What is required:
Lines before the one containing "Objective — for every instance of the grassy verge, mark" are excluded; print that line and every line after it through the end of the material below, exactly.
***** The data
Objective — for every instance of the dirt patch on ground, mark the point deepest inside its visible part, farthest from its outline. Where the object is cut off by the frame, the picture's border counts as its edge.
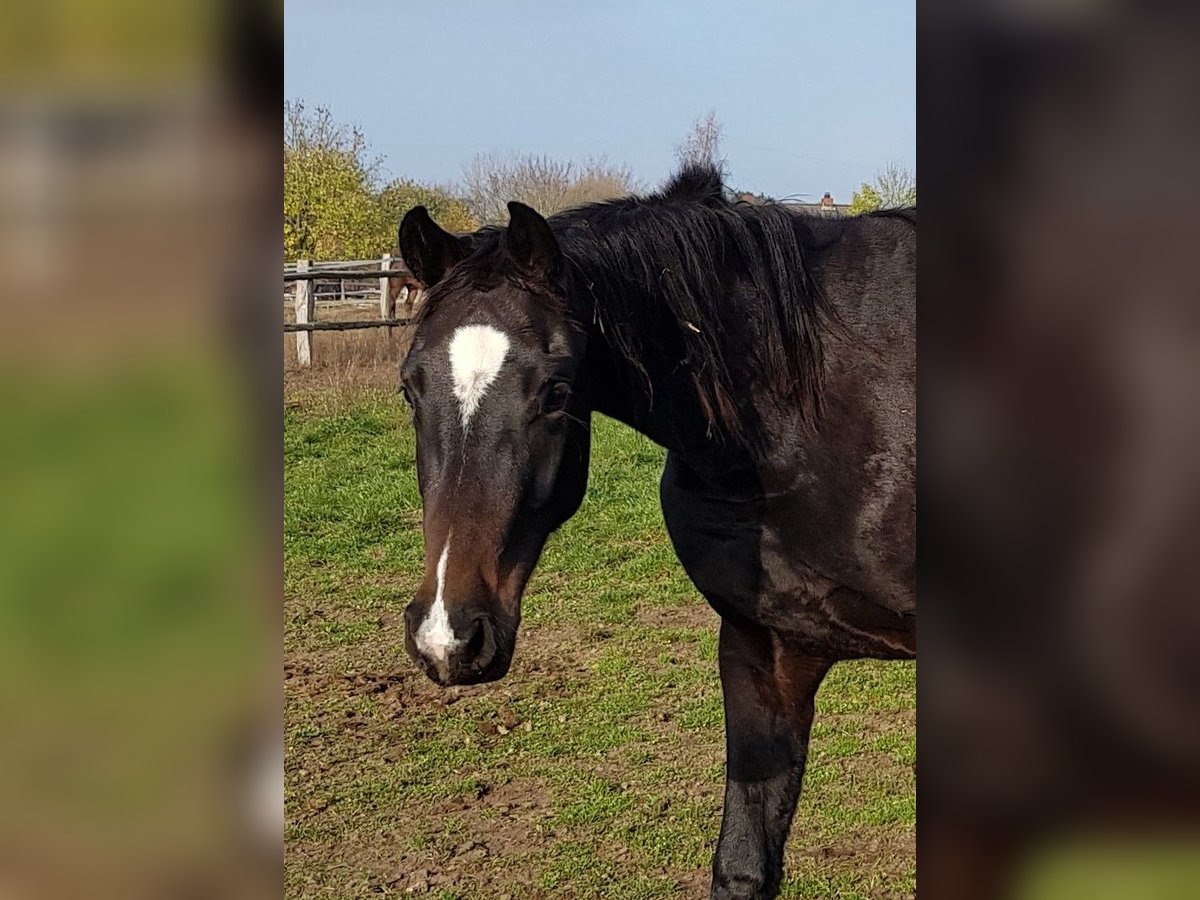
(684, 616)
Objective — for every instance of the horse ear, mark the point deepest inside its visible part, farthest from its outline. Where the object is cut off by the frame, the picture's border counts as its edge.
(529, 243)
(427, 250)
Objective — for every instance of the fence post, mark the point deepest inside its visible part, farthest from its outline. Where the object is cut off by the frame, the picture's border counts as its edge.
(387, 304)
(305, 309)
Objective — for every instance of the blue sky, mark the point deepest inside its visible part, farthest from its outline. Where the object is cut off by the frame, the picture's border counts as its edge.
(813, 96)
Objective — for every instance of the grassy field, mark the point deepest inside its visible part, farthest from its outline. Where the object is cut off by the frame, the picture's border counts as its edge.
(595, 768)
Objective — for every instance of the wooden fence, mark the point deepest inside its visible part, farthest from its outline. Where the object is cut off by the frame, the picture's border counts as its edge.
(378, 275)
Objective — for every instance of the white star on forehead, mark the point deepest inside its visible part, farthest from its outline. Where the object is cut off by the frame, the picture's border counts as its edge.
(477, 353)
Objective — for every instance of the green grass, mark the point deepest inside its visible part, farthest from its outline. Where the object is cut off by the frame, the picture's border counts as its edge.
(610, 784)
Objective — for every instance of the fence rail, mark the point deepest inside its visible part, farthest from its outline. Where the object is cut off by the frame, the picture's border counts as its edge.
(304, 273)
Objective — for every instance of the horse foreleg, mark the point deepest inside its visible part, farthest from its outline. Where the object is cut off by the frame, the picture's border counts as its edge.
(768, 713)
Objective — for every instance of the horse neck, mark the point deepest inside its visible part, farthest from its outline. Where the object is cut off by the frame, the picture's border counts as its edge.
(661, 405)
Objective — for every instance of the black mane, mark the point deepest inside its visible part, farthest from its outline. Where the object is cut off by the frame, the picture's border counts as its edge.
(676, 273)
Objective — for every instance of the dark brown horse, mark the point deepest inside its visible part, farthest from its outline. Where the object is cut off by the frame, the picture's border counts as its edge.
(772, 354)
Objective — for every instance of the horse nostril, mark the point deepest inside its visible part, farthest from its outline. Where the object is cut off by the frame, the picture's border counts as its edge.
(480, 649)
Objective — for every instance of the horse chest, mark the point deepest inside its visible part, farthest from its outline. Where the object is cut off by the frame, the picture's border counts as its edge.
(760, 562)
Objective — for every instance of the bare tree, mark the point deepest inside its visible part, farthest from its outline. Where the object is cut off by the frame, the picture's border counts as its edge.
(703, 142)
(897, 186)
(546, 184)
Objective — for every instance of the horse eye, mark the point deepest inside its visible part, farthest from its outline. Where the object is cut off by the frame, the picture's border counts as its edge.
(555, 397)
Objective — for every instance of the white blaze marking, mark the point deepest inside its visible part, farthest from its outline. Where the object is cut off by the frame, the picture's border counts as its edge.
(477, 353)
(435, 637)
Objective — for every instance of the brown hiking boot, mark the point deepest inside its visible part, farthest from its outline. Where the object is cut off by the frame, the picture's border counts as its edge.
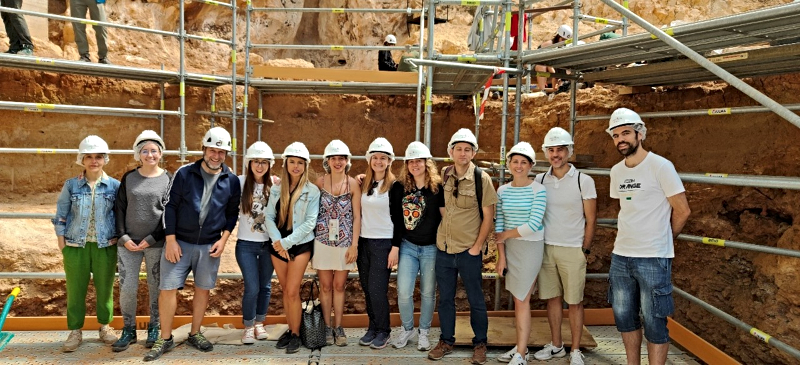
(479, 354)
(442, 348)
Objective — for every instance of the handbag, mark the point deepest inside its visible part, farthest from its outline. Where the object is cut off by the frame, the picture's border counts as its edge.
(312, 326)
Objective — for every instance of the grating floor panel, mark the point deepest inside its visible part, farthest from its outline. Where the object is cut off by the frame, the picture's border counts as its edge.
(45, 348)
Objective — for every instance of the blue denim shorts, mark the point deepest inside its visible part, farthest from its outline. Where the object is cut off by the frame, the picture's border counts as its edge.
(195, 259)
(641, 286)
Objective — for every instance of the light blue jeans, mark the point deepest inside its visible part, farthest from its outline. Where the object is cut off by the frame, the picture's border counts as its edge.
(416, 260)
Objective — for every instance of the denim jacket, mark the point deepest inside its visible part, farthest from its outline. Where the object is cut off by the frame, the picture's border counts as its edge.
(73, 208)
(304, 215)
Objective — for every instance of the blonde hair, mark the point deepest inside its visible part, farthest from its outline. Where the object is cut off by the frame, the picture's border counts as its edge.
(432, 178)
(289, 198)
(369, 178)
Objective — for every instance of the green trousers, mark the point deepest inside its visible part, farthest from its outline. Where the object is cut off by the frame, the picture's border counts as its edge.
(80, 264)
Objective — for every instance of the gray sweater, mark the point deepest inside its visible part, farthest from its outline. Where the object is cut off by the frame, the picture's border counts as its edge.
(139, 207)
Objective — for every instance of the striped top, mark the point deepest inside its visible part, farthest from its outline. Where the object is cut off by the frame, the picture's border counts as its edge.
(522, 208)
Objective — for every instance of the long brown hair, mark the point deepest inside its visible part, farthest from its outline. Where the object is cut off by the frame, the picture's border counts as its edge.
(249, 188)
(432, 178)
(288, 197)
(369, 178)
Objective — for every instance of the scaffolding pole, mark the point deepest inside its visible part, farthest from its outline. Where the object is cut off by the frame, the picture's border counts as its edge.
(708, 65)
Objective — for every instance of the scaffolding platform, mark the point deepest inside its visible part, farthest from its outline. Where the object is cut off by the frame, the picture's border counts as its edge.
(44, 347)
(759, 26)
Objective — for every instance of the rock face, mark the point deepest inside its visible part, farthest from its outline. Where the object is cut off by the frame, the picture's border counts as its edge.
(761, 289)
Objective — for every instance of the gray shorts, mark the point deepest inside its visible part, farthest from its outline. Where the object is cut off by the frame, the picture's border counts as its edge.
(195, 259)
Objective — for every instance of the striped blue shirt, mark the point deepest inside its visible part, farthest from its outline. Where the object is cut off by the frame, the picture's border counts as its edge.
(522, 208)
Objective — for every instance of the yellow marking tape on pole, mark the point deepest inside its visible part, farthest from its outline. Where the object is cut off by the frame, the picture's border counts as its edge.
(669, 32)
(719, 111)
(714, 241)
(760, 334)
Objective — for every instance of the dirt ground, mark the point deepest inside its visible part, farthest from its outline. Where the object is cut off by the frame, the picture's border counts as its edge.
(758, 288)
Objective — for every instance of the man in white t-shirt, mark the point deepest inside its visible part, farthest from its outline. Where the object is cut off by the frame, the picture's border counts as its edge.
(570, 218)
(653, 211)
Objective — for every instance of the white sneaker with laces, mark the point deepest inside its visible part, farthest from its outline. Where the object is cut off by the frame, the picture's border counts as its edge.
(402, 338)
(260, 332)
(506, 357)
(422, 341)
(576, 357)
(549, 351)
(248, 336)
(517, 360)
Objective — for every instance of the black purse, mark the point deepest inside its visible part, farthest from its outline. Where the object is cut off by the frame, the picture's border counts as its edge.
(312, 326)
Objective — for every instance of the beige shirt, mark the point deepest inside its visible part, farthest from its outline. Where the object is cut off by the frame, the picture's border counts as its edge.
(461, 222)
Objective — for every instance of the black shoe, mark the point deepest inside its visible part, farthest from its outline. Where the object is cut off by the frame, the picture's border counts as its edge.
(127, 338)
(283, 341)
(161, 347)
(294, 344)
(200, 342)
(152, 335)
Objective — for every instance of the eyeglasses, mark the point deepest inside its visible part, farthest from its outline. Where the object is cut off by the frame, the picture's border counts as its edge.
(455, 187)
(372, 188)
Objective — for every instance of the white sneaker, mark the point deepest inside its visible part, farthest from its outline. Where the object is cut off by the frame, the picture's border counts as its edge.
(260, 332)
(549, 351)
(517, 360)
(422, 341)
(248, 336)
(576, 357)
(506, 357)
(402, 338)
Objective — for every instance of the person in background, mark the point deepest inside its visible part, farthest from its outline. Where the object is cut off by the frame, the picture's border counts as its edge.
(85, 227)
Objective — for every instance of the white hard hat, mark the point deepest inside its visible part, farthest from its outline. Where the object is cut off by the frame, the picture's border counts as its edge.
(296, 149)
(463, 135)
(522, 148)
(417, 150)
(92, 144)
(147, 135)
(336, 148)
(217, 137)
(625, 116)
(564, 31)
(259, 150)
(381, 145)
(557, 137)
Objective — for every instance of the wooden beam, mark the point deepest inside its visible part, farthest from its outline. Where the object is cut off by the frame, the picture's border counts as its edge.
(333, 74)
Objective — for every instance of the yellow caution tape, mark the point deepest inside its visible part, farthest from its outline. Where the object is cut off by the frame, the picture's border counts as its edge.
(669, 32)
(714, 241)
(719, 111)
(760, 334)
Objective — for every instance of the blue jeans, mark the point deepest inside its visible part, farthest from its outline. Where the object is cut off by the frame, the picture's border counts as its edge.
(641, 284)
(416, 259)
(448, 268)
(256, 266)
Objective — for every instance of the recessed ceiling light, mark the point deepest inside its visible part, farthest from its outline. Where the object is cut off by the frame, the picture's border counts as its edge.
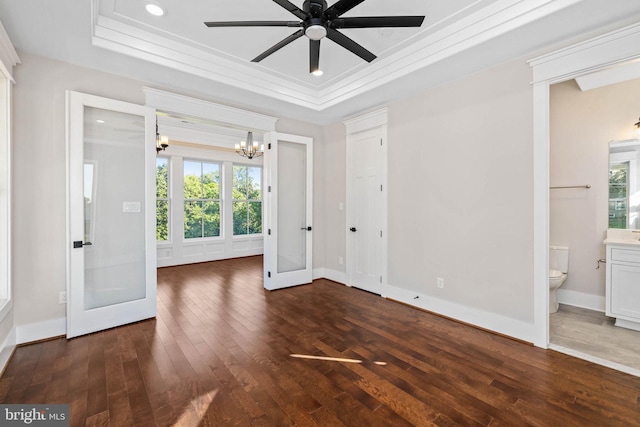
(154, 9)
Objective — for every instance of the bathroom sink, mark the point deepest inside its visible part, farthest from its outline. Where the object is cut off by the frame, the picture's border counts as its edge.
(622, 237)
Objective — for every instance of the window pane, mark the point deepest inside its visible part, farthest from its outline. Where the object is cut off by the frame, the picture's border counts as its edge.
(254, 177)
(239, 182)
(211, 180)
(211, 221)
(192, 220)
(192, 180)
(162, 220)
(255, 218)
(162, 178)
(240, 218)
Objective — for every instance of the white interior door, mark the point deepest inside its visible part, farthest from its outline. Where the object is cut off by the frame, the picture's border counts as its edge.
(288, 211)
(365, 210)
(111, 276)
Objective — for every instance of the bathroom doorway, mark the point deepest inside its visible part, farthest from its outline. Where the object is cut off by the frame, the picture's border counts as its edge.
(584, 117)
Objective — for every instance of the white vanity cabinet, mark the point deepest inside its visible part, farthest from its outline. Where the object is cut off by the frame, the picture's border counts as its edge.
(623, 284)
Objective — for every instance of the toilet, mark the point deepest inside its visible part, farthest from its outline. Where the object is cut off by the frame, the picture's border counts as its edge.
(558, 269)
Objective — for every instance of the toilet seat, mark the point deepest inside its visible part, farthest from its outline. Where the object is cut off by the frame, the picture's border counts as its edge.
(555, 274)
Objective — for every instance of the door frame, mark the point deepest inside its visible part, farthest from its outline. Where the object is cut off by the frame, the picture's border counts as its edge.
(374, 120)
(613, 48)
(272, 279)
(127, 312)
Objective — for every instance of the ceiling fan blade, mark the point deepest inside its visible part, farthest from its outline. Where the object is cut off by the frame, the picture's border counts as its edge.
(278, 46)
(292, 8)
(349, 44)
(314, 55)
(377, 21)
(342, 6)
(254, 24)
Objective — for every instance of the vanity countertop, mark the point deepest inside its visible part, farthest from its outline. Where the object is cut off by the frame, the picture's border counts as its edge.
(626, 242)
(622, 237)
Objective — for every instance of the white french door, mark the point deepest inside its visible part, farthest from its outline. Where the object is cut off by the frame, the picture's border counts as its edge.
(288, 211)
(111, 267)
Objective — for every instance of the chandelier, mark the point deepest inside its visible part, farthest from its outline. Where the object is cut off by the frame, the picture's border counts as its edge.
(249, 148)
(162, 141)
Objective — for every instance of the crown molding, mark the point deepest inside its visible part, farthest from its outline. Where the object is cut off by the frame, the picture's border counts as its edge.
(367, 121)
(496, 19)
(612, 48)
(8, 55)
(210, 112)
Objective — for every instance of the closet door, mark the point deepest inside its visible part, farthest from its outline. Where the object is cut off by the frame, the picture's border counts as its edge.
(288, 211)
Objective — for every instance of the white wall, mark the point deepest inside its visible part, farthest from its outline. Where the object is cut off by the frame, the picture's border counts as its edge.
(460, 196)
(460, 180)
(39, 206)
(582, 125)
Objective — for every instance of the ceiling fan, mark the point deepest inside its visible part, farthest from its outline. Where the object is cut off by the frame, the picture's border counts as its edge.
(319, 21)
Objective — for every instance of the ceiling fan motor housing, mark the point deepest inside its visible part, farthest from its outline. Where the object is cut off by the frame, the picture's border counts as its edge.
(314, 7)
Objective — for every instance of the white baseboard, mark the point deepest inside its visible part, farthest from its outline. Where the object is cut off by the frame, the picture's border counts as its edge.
(580, 299)
(41, 330)
(483, 319)
(336, 276)
(7, 348)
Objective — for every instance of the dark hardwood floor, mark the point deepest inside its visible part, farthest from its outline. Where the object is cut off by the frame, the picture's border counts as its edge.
(220, 353)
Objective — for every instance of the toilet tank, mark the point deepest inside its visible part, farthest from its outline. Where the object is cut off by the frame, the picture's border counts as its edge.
(559, 258)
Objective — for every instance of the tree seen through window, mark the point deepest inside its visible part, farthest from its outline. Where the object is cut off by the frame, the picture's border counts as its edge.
(247, 200)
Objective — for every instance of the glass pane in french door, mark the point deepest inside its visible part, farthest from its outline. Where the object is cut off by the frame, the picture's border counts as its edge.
(292, 214)
(114, 203)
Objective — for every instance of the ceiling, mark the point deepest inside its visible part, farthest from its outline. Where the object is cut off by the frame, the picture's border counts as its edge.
(178, 52)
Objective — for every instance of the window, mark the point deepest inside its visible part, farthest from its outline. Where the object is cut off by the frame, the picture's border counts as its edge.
(618, 188)
(201, 199)
(162, 198)
(247, 200)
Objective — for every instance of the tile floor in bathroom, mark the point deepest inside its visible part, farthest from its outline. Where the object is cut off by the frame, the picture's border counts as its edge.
(593, 333)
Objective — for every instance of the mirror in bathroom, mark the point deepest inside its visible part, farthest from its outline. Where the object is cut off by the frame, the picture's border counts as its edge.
(624, 184)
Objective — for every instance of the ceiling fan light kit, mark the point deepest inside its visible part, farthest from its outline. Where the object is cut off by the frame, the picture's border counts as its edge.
(319, 21)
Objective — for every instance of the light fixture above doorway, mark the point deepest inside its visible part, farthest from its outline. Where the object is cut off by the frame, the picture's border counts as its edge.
(249, 148)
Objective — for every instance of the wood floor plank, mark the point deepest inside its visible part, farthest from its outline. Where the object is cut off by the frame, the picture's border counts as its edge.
(219, 352)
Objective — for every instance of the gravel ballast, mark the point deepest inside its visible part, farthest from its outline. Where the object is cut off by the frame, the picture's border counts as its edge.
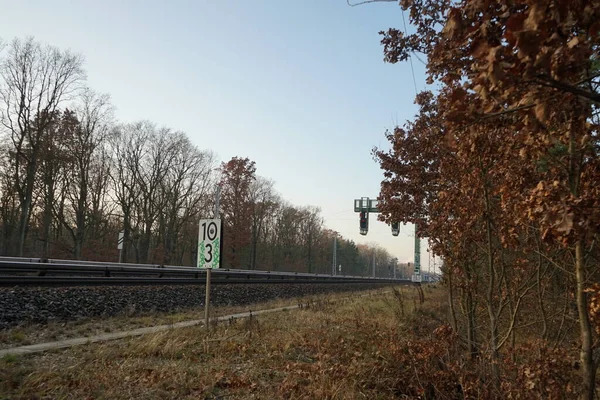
(23, 305)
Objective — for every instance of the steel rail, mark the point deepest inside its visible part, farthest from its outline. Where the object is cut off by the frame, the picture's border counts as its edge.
(42, 272)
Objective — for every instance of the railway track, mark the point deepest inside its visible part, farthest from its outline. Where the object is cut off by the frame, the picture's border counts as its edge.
(15, 271)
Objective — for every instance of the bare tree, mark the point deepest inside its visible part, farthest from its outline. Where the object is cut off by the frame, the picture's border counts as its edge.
(35, 80)
(94, 114)
(184, 191)
(263, 201)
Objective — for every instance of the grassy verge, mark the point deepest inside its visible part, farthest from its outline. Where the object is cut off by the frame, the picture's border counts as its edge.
(346, 349)
(35, 333)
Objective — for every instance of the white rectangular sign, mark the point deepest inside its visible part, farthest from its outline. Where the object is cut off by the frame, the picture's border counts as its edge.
(121, 240)
(209, 243)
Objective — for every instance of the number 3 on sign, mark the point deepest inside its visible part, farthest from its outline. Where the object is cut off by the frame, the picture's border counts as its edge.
(209, 243)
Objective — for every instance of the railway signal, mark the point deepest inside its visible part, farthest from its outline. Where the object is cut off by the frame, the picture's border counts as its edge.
(364, 206)
(364, 222)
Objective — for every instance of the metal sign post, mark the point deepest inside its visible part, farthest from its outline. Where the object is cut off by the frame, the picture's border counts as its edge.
(120, 241)
(209, 253)
(210, 242)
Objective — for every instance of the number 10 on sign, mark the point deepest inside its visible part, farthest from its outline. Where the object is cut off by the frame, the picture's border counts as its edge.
(209, 243)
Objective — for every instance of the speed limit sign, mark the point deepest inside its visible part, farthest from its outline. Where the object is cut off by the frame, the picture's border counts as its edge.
(209, 243)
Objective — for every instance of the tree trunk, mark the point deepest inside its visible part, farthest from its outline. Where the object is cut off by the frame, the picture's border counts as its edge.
(588, 368)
**********
Exercise response:
Objective — for every instance of the grassy verge, mark the point deepest inside its visible part, farthest from its outline. Where the object is cut off by the frame, the picture's border counts as its edge.
(346, 349)
(35, 333)
Objective — for every instance of the white rectangular sign, mark the point deepest inside its visible part, farthest from its outline. Where the object is cut off by the frame, the picture's border counts as its edge.
(121, 240)
(209, 243)
Objective — for every instance of the number 3 on sign, mark the point deepest inside its visible part, farthest from its outline. Where the object is cut off by the frame, the picture's border counts as its edge.
(209, 243)
Objective — for every instance of the railway signal, mark the point deepest inside its visible part, farthest from its outline. Where the object is cut off by the frame, the picture's border counts as its edge.
(364, 206)
(364, 222)
Objective — for every instance of the metal sign post, mark the point deepest inside its visible part, farthest from its outline. Where the object is cut off by the frame, the picture's border counts as its edge.
(120, 241)
(209, 253)
(210, 242)
Objective — for every instance of the number 10 on sign, mark the point deepest inside its visible part, farthest from its outline. Where the object is cut off by the frame, the picture's border counts as its edge.
(209, 243)
Objective — for every instance of the speed limit sign, mark the point deepest inside its visible part, farthest from its outline. Where the object is cut off by the frame, the picture's border counts as its edge.
(209, 243)
Objective — for every instance of the tree trunk, mark the point deepest inside its visible part, farthest from its outline. Where the object is cut off by the frame, the picture's border counts as its edge.
(588, 368)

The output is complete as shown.